Required work:
Scan the records below for the line containing "Would you mind placing a dot on the white cloud, one" and the line containing "Would you mind placing a dot on the hazy". Copy both, plus every line between, exactly.

Input for this task:
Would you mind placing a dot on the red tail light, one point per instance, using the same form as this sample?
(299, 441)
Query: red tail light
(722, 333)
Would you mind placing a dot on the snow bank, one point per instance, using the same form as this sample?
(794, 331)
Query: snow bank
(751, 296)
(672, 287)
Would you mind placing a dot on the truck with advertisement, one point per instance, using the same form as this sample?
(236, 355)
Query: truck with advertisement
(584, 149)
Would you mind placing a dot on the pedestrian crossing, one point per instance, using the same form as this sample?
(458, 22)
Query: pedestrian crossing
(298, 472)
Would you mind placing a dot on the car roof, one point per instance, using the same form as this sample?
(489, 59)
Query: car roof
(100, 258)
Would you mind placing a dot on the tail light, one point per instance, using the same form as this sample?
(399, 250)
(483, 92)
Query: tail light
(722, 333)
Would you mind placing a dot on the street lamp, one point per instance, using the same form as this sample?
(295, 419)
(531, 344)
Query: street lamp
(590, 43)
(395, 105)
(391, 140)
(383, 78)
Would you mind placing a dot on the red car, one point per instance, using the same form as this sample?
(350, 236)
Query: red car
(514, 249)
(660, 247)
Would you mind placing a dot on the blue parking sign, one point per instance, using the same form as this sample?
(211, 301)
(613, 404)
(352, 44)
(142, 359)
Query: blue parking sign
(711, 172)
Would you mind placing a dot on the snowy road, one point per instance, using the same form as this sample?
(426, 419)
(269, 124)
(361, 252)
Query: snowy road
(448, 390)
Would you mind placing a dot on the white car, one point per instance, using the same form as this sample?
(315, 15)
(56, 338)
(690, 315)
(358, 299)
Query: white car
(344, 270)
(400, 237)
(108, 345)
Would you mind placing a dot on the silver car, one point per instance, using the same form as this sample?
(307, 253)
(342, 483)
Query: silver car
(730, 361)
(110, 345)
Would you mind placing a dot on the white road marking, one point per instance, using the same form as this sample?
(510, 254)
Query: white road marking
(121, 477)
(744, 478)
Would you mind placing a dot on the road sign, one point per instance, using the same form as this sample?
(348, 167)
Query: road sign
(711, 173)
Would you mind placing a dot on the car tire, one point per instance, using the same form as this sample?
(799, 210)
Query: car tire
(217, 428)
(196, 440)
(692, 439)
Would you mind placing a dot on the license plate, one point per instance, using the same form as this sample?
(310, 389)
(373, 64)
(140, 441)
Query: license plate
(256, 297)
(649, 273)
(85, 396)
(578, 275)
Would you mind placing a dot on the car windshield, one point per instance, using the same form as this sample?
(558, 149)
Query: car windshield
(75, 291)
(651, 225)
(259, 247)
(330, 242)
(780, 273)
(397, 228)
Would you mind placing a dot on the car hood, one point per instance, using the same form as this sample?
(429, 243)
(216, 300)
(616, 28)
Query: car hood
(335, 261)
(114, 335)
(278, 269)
==
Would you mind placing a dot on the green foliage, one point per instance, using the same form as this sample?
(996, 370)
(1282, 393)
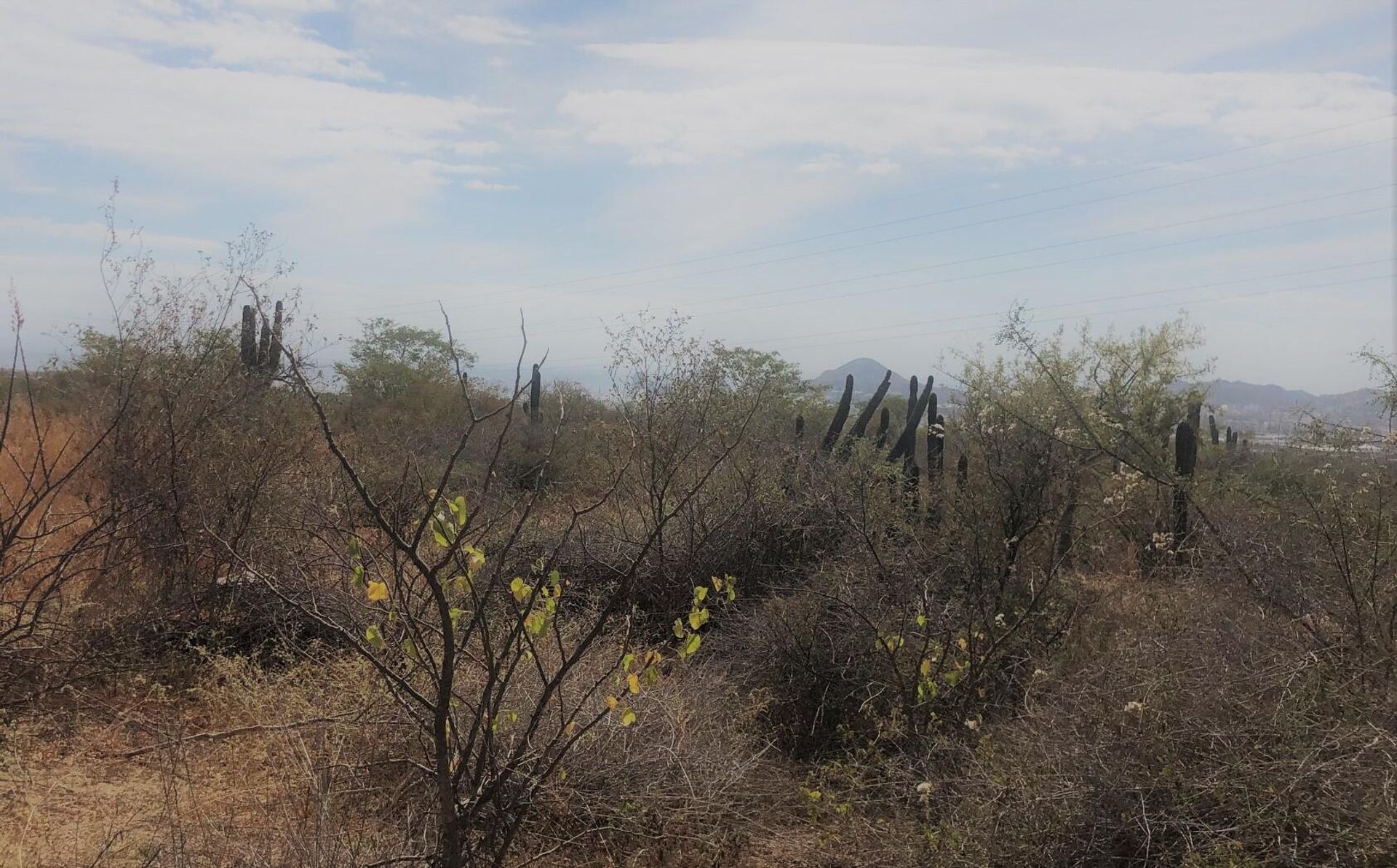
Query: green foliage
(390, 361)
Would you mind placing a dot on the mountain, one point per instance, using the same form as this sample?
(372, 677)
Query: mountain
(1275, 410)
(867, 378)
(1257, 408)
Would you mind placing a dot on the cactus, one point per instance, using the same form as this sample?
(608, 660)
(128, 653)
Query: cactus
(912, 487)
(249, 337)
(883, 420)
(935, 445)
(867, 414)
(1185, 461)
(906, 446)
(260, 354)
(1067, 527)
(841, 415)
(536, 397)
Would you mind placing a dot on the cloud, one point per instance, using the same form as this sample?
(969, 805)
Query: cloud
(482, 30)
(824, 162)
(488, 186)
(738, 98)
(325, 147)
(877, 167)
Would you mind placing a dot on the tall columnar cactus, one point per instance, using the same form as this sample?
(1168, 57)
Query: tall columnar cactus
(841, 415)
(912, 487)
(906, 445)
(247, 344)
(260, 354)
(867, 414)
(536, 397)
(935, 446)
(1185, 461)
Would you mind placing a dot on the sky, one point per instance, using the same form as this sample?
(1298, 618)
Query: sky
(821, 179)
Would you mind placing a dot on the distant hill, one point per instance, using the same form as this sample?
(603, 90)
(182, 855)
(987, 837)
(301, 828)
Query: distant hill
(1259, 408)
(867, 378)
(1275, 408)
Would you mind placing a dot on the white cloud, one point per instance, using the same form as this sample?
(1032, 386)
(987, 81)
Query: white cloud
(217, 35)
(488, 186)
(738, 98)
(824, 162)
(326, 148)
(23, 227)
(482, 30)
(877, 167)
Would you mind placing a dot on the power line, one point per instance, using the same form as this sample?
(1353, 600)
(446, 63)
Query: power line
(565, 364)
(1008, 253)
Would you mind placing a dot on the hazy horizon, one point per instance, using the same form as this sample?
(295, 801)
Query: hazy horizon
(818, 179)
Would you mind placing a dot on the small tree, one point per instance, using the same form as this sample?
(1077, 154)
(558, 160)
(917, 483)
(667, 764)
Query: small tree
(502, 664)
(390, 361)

Solved exercise:
Would you mind placing a dot on the white cloud, one point per instance, using the same form as this sample?
(1032, 386)
(987, 81)
Query: white cloud
(217, 35)
(488, 186)
(738, 98)
(824, 162)
(326, 148)
(23, 227)
(482, 30)
(877, 167)
Would you mind placing a dot on the power line, one point per instance, using the same form as this sample?
(1353, 600)
(446, 63)
Query: power line
(565, 364)
(1008, 253)
Would you mind placing a dot on the hazy horizon, one point per instance, using the same form as this sample?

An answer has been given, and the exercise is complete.